__What is asked__
Rewrite the lines below, changing every "photo" to "image" and keeping everything else as it is. Leave the pictures out.

__Dataset rows__
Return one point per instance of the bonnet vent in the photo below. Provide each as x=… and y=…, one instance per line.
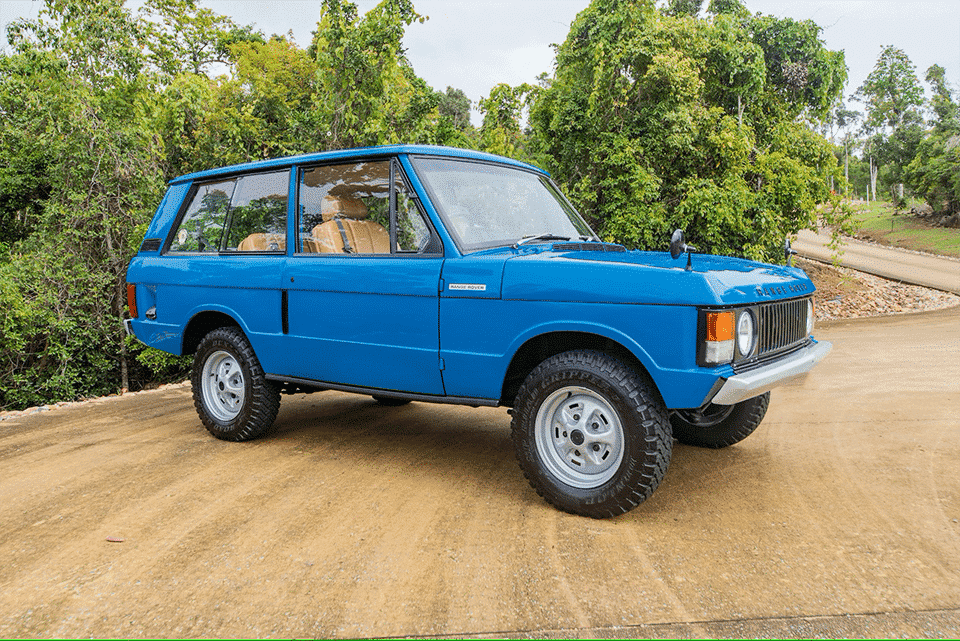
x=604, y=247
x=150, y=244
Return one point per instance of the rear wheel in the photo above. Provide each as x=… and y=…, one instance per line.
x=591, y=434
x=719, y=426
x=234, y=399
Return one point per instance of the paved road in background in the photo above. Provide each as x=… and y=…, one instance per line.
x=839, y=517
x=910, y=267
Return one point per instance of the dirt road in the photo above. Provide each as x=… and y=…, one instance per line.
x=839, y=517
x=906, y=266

__Exercise answer__
Return one point per instance of the bonnet vent in the image below. Provide each as x=… and y=…, one instance per line.
x=604, y=247
x=150, y=244
Return one point per instance of the rear wheel in the image above. Provide each as x=… and y=…, one instance per line.
x=591, y=434
x=719, y=426
x=234, y=399
Return one point per instance of the paved road in background in the image above. Provide each as x=… and y=…, one instance per line.
x=839, y=517
x=910, y=267
Return one point per instance of the dirt road in the image above. Provide each as x=… and y=…, one instance per line.
x=839, y=517
x=906, y=266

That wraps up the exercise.